-- To do --
Please rescale the rows from the start through the line containing "[0,175,44,266]", inclusive, repeating every line with its request text unchanged and each bounding-box coordinate multiplied by 2.3 and rounded to a whole number, with halves rounding up. Omit the pictures and return only those lines.

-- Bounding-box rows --
* * *

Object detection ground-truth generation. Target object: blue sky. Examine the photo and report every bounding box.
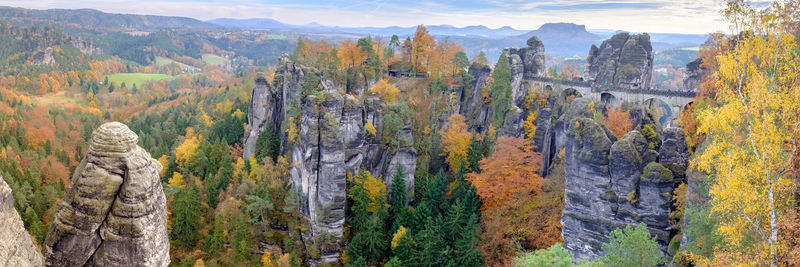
[0,0,727,33]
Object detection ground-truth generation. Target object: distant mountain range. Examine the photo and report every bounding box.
[208,18,526,39]
[0,6,220,30]
[207,18,707,60]
[0,7,707,61]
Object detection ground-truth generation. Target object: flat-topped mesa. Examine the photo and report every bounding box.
[43,122,170,266]
[583,33,653,89]
[0,175,44,266]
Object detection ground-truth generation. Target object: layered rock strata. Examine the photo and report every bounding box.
[583,33,653,89]
[0,176,44,266]
[43,122,170,266]
[559,98,687,259]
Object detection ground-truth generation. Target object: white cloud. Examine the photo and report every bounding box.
[4,0,726,33]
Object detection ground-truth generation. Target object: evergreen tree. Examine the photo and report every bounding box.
[600,223,664,266]
[206,213,225,258]
[389,166,410,236]
[171,185,200,249]
[359,215,387,264]
[344,257,367,267]
[350,177,370,236]
[454,213,483,266]
[410,217,452,266]
[255,123,281,162]
[424,169,447,216]
[489,53,511,127]
[231,214,250,262]
[391,226,414,263]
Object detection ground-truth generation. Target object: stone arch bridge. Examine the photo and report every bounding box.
[529,77,695,119]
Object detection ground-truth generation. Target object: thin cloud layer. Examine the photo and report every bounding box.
[2,0,726,33]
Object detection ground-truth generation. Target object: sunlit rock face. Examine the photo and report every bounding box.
[559,98,687,260]
[43,122,170,266]
[583,33,653,88]
[0,176,44,266]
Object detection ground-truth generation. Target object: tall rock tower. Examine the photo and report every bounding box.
[43,122,170,266]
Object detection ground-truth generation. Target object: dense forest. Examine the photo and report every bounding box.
[0,1,800,266]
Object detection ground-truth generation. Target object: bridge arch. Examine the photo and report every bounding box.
[600,92,620,108]
[560,88,583,103]
[642,97,680,126]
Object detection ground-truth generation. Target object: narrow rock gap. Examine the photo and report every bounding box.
[81,166,128,266]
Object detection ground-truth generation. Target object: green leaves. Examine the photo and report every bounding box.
[598,223,664,267]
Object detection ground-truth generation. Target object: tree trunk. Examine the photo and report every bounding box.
[769,183,778,267]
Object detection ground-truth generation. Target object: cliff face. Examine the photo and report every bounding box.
[245,58,417,263]
[242,77,283,159]
[0,176,44,266]
[43,122,170,266]
[583,33,653,88]
[559,99,687,259]
[683,58,705,91]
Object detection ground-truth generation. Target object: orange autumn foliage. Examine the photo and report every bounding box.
[605,106,633,139]
[439,114,472,173]
[467,137,542,209]
[337,40,364,69]
[467,137,548,266]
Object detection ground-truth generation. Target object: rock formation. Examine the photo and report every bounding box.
[683,58,705,91]
[243,57,416,263]
[583,33,653,89]
[242,77,283,159]
[492,36,547,138]
[504,36,547,79]
[559,98,687,259]
[0,176,44,266]
[460,62,492,134]
[43,122,170,266]
[31,47,56,65]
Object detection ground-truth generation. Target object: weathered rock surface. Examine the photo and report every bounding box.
[0,176,44,266]
[43,122,170,266]
[559,98,687,259]
[383,124,417,202]
[583,33,653,88]
[242,77,283,159]
[460,63,492,134]
[31,47,56,65]
[282,82,417,262]
[506,36,547,79]
[683,58,705,91]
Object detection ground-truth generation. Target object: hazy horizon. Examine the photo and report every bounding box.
[0,0,727,34]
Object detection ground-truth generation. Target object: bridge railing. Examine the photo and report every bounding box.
[530,77,697,97]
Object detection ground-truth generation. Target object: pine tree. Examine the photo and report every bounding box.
[389,166,410,233]
[424,169,447,216]
[359,212,387,264]
[410,217,452,266]
[454,213,483,266]
[171,185,200,249]
[490,53,511,127]
[350,174,370,233]
[206,213,225,258]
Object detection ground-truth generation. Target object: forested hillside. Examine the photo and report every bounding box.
[0,1,800,267]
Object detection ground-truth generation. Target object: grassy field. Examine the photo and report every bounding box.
[203,54,228,66]
[156,57,198,70]
[106,73,172,87]
[267,34,288,40]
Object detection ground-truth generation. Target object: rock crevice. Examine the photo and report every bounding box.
[44,122,170,266]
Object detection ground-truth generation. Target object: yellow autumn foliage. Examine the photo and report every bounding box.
[439,114,472,172]
[693,0,800,266]
[370,80,400,103]
[364,122,377,137]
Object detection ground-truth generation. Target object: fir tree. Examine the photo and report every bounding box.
[171,185,200,249]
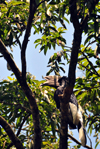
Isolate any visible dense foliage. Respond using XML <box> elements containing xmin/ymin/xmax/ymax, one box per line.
<box><xmin>0</xmin><ymin>0</ymin><xmax>100</xmax><ymax>149</ymax></box>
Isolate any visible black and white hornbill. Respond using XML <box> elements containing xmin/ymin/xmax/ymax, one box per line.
<box><xmin>42</xmin><ymin>76</ymin><xmax>87</xmax><ymax>146</ymax></box>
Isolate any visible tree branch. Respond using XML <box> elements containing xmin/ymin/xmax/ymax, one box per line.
<box><xmin>80</xmin><ymin>0</ymin><xmax>99</xmax><ymax>30</ymax></box>
<box><xmin>81</xmin><ymin>51</ymin><xmax>100</xmax><ymax>77</ymax></box>
<box><xmin>68</xmin><ymin>0</ymin><xmax>82</xmax><ymax>87</ymax></box>
<box><xmin>0</xmin><ymin>39</ymin><xmax>42</xmax><ymax>149</ymax></box>
<box><xmin>0</xmin><ymin>116</ymin><xmax>24</xmax><ymax>149</ymax></box>
<box><xmin>21</xmin><ymin>0</ymin><xmax>37</xmax><ymax>80</ymax></box>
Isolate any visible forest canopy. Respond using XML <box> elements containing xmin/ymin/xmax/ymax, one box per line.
<box><xmin>0</xmin><ymin>0</ymin><xmax>100</xmax><ymax>149</ymax></box>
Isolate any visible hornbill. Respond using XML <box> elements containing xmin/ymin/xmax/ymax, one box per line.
<box><xmin>42</xmin><ymin>76</ymin><xmax>87</xmax><ymax>146</ymax></box>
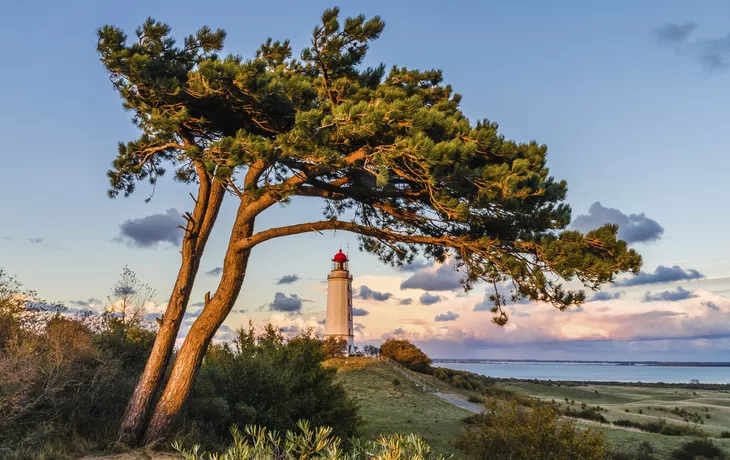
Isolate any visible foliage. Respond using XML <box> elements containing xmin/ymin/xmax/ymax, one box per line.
<box><xmin>0</xmin><ymin>270</ymin><xmax>154</xmax><ymax>458</ymax></box>
<box><xmin>322</xmin><ymin>337</ymin><xmax>347</xmax><ymax>358</ymax></box>
<box><xmin>173</xmin><ymin>421</ymin><xmax>447</xmax><ymax>460</ymax></box>
<box><xmin>380</xmin><ymin>338</ymin><xmax>433</xmax><ymax>374</ymax></box>
<box><xmin>671</xmin><ymin>439</ymin><xmax>727</xmax><ymax>460</ymax></box>
<box><xmin>186</xmin><ymin>325</ymin><xmax>358</xmax><ymax>440</ymax></box>
<box><xmin>433</xmin><ymin>367</ymin><xmax>497</xmax><ymax>393</ymax></box>
<box><xmin>454</xmin><ymin>400</ymin><xmax>606</xmax><ymax>460</ymax></box>
<box><xmin>107</xmin><ymin>266</ymin><xmax>155</xmax><ymax>325</ymax></box>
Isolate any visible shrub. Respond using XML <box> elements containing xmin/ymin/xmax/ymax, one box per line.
<box><xmin>454</xmin><ymin>401</ymin><xmax>606</xmax><ymax>460</ymax></box>
<box><xmin>380</xmin><ymin>338</ymin><xmax>433</xmax><ymax>374</ymax></box>
<box><xmin>185</xmin><ymin>325</ymin><xmax>358</xmax><ymax>442</ymax></box>
<box><xmin>173</xmin><ymin>421</ymin><xmax>446</xmax><ymax>460</ymax></box>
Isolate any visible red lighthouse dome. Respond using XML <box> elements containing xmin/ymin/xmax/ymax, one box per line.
<box><xmin>332</xmin><ymin>249</ymin><xmax>347</xmax><ymax>262</ymax></box>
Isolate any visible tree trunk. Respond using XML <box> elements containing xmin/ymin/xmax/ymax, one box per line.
<box><xmin>144</xmin><ymin>215</ymin><xmax>254</xmax><ymax>445</ymax></box>
<box><xmin>117</xmin><ymin>176</ymin><xmax>225</xmax><ymax>446</ymax></box>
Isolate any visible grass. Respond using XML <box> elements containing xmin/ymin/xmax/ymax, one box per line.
<box><xmin>326</xmin><ymin>358</ymin><xmax>471</xmax><ymax>458</ymax></box>
<box><xmin>499</xmin><ymin>381</ymin><xmax>730</xmax><ymax>458</ymax></box>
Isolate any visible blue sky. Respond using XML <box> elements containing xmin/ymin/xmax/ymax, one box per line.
<box><xmin>0</xmin><ymin>0</ymin><xmax>730</xmax><ymax>360</ymax></box>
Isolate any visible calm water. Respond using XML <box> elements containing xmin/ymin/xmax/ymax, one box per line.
<box><xmin>434</xmin><ymin>363</ymin><xmax>730</xmax><ymax>383</ymax></box>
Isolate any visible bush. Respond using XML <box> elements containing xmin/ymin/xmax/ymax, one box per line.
<box><xmin>454</xmin><ymin>401</ymin><xmax>606</xmax><ymax>460</ymax></box>
<box><xmin>173</xmin><ymin>422</ymin><xmax>446</xmax><ymax>460</ymax></box>
<box><xmin>671</xmin><ymin>439</ymin><xmax>726</xmax><ymax>460</ymax></box>
<box><xmin>185</xmin><ymin>325</ymin><xmax>358</xmax><ymax>445</ymax></box>
<box><xmin>380</xmin><ymin>338</ymin><xmax>433</xmax><ymax>374</ymax></box>
<box><xmin>0</xmin><ymin>314</ymin><xmax>154</xmax><ymax>459</ymax></box>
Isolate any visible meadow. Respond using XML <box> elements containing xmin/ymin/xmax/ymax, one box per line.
<box><xmin>498</xmin><ymin>381</ymin><xmax>730</xmax><ymax>458</ymax></box>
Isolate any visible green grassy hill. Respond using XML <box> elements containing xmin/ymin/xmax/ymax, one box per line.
<box><xmin>499</xmin><ymin>382</ymin><xmax>730</xmax><ymax>458</ymax></box>
<box><xmin>327</xmin><ymin>358</ymin><xmax>471</xmax><ymax>458</ymax></box>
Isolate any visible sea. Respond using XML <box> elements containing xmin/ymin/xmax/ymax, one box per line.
<box><xmin>433</xmin><ymin>360</ymin><xmax>730</xmax><ymax>384</ymax></box>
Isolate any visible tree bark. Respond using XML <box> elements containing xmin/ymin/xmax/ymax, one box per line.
<box><xmin>144</xmin><ymin>214</ymin><xmax>254</xmax><ymax>445</ymax></box>
<box><xmin>117</xmin><ymin>173</ymin><xmax>225</xmax><ymax>446</ymax></box>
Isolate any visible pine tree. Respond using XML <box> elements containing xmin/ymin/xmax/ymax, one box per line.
<box><xmin>100</xmin><ymin>8</ymin><xmax>641</xmax><ymax>443</ymax></box>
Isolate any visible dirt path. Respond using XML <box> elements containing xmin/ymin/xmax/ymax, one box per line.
<box><xmin>80</xmin><ymin>450</ymin><xmax>182</xmax><ymax>460</ymax></box>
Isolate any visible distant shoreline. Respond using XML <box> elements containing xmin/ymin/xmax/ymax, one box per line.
<box><xmin>433</xmin><ymin>358</ymin><xmax>730</xmax><ymax>367</ymax></box>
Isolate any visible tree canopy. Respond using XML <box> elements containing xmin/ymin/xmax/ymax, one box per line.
<box><xmin>98</xmin><ymin>8</ymin><xmax>641</xmax><ymax>442</ymax></box>
<box><xmin>100</xmin><ymin>8</ymin><xmax>641</xmax><ymax>323</ymax></box>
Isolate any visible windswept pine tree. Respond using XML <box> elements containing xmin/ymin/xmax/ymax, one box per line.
<box><xmin>99</xmin><ymin>8</ymin><xmax>641</xmax><ymax>443</ymax></box>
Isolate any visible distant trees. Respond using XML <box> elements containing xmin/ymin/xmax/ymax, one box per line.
<box><xmin>362</xmin><ymin>345</ymin><xmax>380</xmax><ymax>356</ymax></box>
<box><xmin>454</xmin><ymin>400</ymin><xmax>607</xmax><ymax>460</ymax></box>
<box><xmin>107</xmin><ymin>266</ymin><xmax>156</xmax><ymax>326</ymax></box>
<box><xmin>322</xmin><ymin>337</ymin><xmax>347</xmax><ymax>358</ymax></box>
<box><xmin>380</xmin><ymin>338</ymin><xmax>433</xmax><ymax>374</ymax></box>
<box><xmin>185</xmin><ymin>324</ymin><xmax>358</xmax><ymax>441</ymax></box>
<box><xmin>0</xmin><ymin>270</ymin><xmax>155</xmax><ymax>459</ymax></box>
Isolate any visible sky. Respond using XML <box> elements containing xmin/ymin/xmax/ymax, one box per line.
<box><xmin>0</xmin><ymin>0</ymin><xmax>730</xmax><ymax>361</ymax></box>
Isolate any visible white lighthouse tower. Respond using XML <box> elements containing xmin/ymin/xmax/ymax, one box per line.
<box><xmin>324</xmin><ymin>249</ymin><xmax>355</xmax><ymax>354</ymax></box>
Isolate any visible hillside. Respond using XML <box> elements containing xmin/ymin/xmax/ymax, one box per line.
<box><xmin>326</xmin><ymin>358</ymin><xmax>471</xmax><ymax>458</ymax></box>
<box><xmin>499</xmin><ymin>382</ymin><xmax>730</xmax><ymax>458</ymax></box>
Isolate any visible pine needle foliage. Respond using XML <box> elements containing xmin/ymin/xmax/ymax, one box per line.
<box><xmin>99</xmin><ymin>8</ymin><xmax>641</xmax><ymax>324</ymax></box>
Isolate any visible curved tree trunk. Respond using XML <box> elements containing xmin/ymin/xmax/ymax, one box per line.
<box><xmin>144</xmin><ymin>216</ymin><xmax>254</xmax><ymax>445</ymax></box>
<box><xmin>117</xmin><ymin>173</ymin><xmax>225</xmax><ymax>445</ymax></box>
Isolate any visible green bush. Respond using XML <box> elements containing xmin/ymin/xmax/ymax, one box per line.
<box><xmin>173</xmin><ymin>421</ymin><xmax>447</xmax><ymax>460</ymax></box>
<box><xmin>454</xmin><ymin>400</ymin><xmax>607</xmax><ymax>460</ymax></box>
<box><xmin>380</xmin><ymin>338</ymin><xmax>433</xmax><ymax>374</ymax></box>
<box><xmin>185</xmin><ymin>325</ymin><xmax>358</xmax><ymax>445</ymax></box>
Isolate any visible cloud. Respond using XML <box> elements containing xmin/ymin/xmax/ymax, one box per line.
<box><xmin>276</xmin><ymin>274</ymin><xmax>299</xmax><ymax>284</ymax></box>
<box><xmin>654</xmin><ymin>21</ymin><xmax>697</xmax><ymax>45</ymax></box>
<box><xmin>572</xmin><ymin>201</ymin><xmax>664</xmax><ymax>243</ymax></box>
<box><xmin>474</xmin><ymin>296</ymin><xmax>494</xmax><ymax>311</ymax></box>
<box><xmin>586</xmin><ymin>291</ymin><xmax>625</xmax><ymax>302</ymax></box>
<box><xmin>398</xmin><ymin>259</ymin><xmax>431</xmax><ymax>272</ymax></box>
<box><xmin>418</xmin><ymin>292</ymin><xmax>443</xmax><ymax>305</ymax></box>
<box><xmin>433</xmin><ymin>311</ymin><xmax>459</xmax><ymax>321</ymax></box>
<box><xmin>400</xmin><ymin>263</ymin><xmax>462</xmax><ymax>291</ymax></box>
<box><xmin>114</xmin><ymin>208</ymin><xmax>185</xmax><ymax>248</ymax></box>
<box><xmin>641</xmin><ymin>286</ymin><xmax>697</xmax><ymax>302</ymax></box>
<box><xmin>357</xmin><ymin>285</ymin><xmax>393</xmax><ymax>302</ymax></box>
<box><xmin>616</xmin><ymin>265</ymin><xmax>704</xmax><ymax>286</ymax></box>
<box><xmin>205</xmin><ymin>267</ymin><xmax>223</xmax><ymax>276</ymax></box>
<box><xmin>269</xmin><ymin>292</ymin><xmax>304</xmax><ymax>312</ymax></box>
<box><xmin>69</xmin><ymin>297</ymin><xmax>101</xmax><ymax>307</ymax></box>
<box><xmin>654</xmin><ymin>22</ymin><xmax>730</xmax><ymax>72</ymax></box>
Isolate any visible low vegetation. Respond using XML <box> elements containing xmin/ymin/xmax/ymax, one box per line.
<box><xmin>173</xmin><ymin>422</ymin><xmax>448</xmax><ymax>460</ymax></box>
<box><xmin>454</xmin><ymin>400</ymin><xmax>607</xmax><ymax>460</ymax></box>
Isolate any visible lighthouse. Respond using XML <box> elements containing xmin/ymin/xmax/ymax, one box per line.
<box><xmin>324</xmin><ymin>249</ymin><xmax>355</xmax><ymax>355</ymax></box>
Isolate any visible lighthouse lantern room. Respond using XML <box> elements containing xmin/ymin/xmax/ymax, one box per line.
<box><xmin>324</xmin><ymin>249</ymin><xmax>354</xmax><ymax>355</ymax></box>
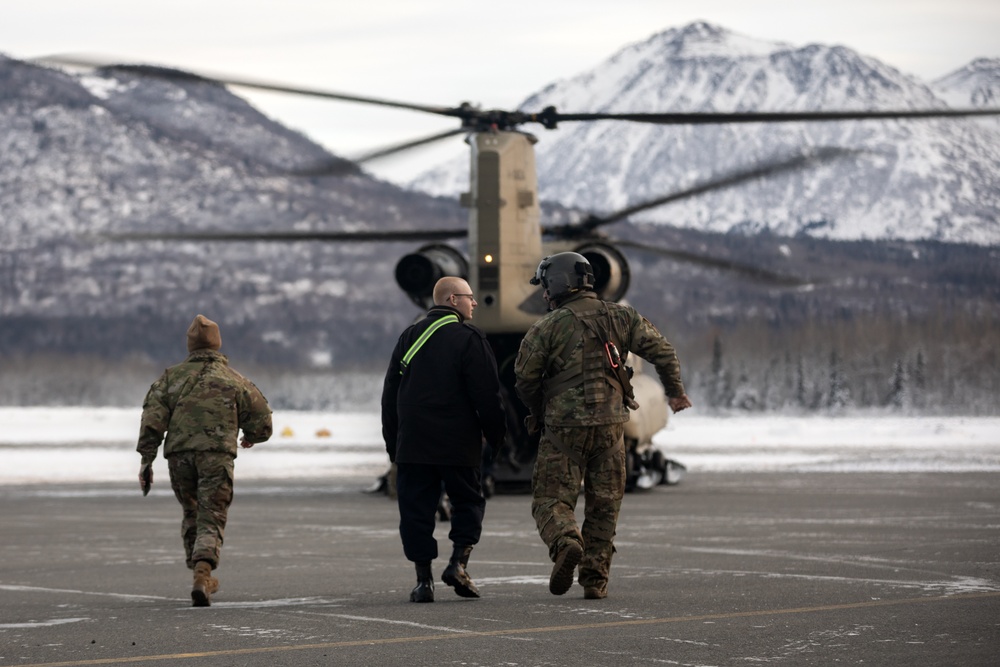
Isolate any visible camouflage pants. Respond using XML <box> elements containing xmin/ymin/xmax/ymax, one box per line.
<box><xmin>167</xmin><ymin>452</ymin><xmax>233</xmax><ymax>569</ymax></box>
<box><xmin>531</xmin><ymin>424</ymin><xmax>625</xmax><ymax>586</ymax></box>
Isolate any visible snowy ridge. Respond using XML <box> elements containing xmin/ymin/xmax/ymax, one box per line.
<box><xmin>413</xmin><ymin>23</ymin><xmax>1000</xmax><ymax>245</ymax></box>
<box><xmin>0</xmin><ymin>407</ymin><xmax>1000</xmax><ymax>486</ymax></box>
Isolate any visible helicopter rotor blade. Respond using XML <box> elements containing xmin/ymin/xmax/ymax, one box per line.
<box><xmin>33</xmin><ymin>54</ymin><xmax>464</xmax><ymax>118</ymax></box>
<box><xmin>542</xmin><ymin>147</ymin><xmax>867</xmax><ymax>238</ymax></box>
<box><xmin>548</xmin><ymin>107</ymin><xmax>1000</xmax><ymax>129</ymax></box>
<box><xmin>99</xmin><ymin>229</ymin><xmax>469</xmax><ymax>243</ymax></box>
<box><xmin>291</xmin><ymin>129</ymin><xmax>468</xmax><ymax>176</ymax></box>
<box><xmin>607</xmin><ymin>239</ymin><xmax>815</xmax><ymax>287</ymax></box>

* * *

-- Expected output --
Object detection ground-truth generation. Target object: blue sky. Examine the photo and report every bounding box.
[0,0,1672,76]
Object detection ground-truth generation. Target object: distant mountain range. Examine the photo and report every bounding box.
[478,41,1210,90]
[0,14,506,69]
[476,41,1626,138]
[0,16,1626,140]
Object detection ground-truth generation. Target object: flat-topped mesa. Examine the photo and report every bounding box.
[99,281,391,612]
[1341,76,1502,205]
[0,403,101,612]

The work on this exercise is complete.